> **Supplied information**
_ _ _ _

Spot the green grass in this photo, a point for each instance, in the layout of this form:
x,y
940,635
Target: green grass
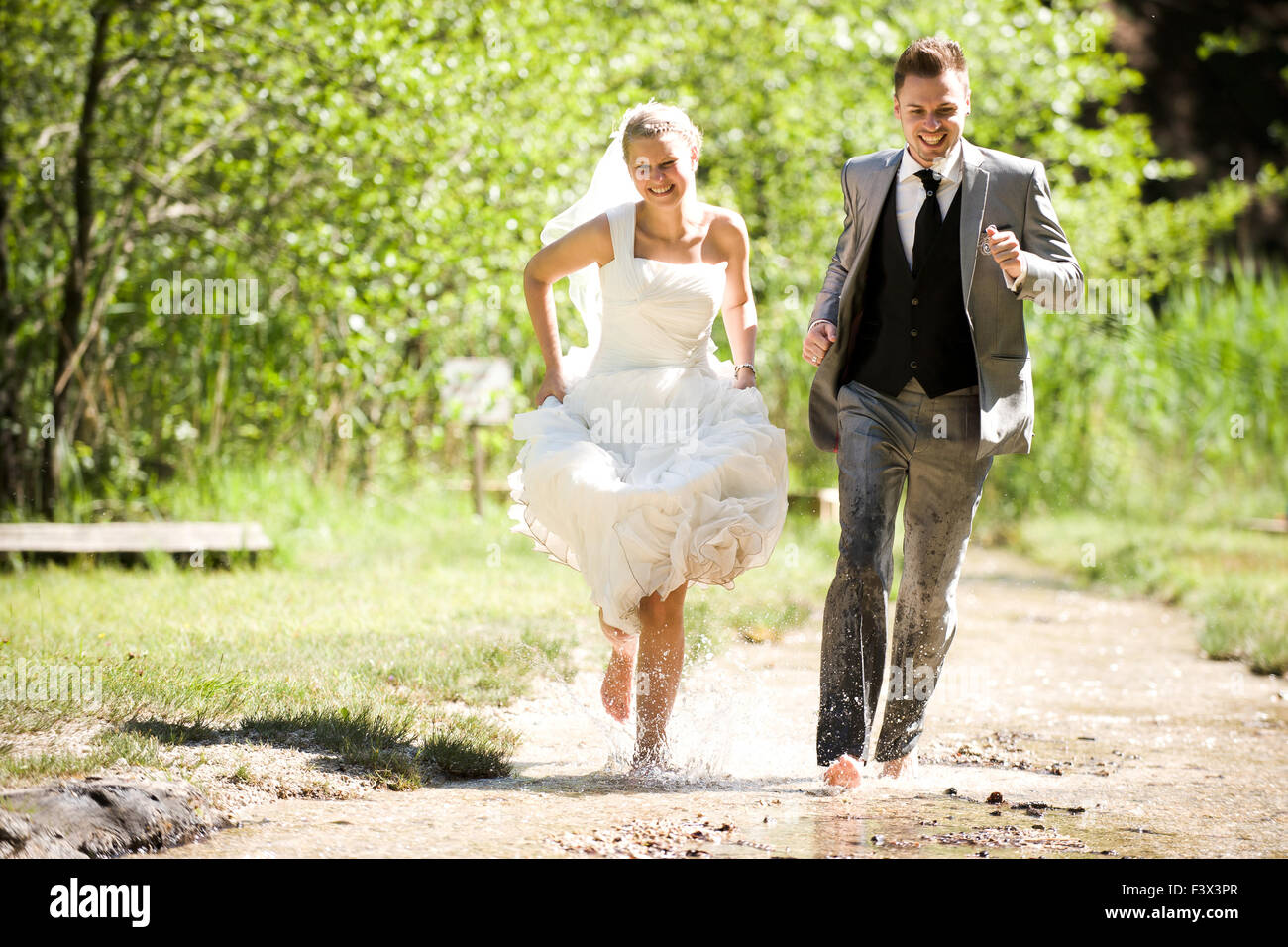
x,y
375,630
1234,579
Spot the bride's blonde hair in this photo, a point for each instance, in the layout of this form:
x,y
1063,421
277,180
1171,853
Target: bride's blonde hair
x,y
653,119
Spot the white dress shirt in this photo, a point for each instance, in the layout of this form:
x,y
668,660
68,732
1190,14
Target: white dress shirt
x,y
910,193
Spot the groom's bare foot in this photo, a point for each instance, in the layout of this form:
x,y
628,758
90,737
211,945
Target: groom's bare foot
x,y
844,772
618,677
905,767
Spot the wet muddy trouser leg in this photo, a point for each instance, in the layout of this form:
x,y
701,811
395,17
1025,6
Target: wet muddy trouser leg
x,y
930,444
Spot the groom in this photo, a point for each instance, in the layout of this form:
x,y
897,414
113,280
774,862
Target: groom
x,y
923,373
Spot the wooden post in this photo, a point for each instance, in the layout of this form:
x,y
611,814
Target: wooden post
x,y
477,470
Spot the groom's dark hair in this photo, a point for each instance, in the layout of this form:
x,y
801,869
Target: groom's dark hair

_ _ _ _

Your answer must be a copy of every line in the data above that holds the string "instance".

> **Output below**
Spot the green grass in this photo, a point for each instance, in the layout of this form:
Spot the bride's blonde hair in this photo, a point for each instance, in the layout of this form:
Spot the white dress shirt in this photo, a point for each instance, in the layout of this form:
Spot the groom's bare foot in this photo, a point for each instance, in the layout of this form:
Spot the wet muddy trouser leg in this photo, a point for each instance, in the layout of this form:
Spot the groom in this photo, a point for each instance, in the layout of this form:
Spot the wooden post in this photo, a point for each instance, in the layout of this form:
Spot the groom's dark hair in this photo, a point for each instance, in the layout of this form:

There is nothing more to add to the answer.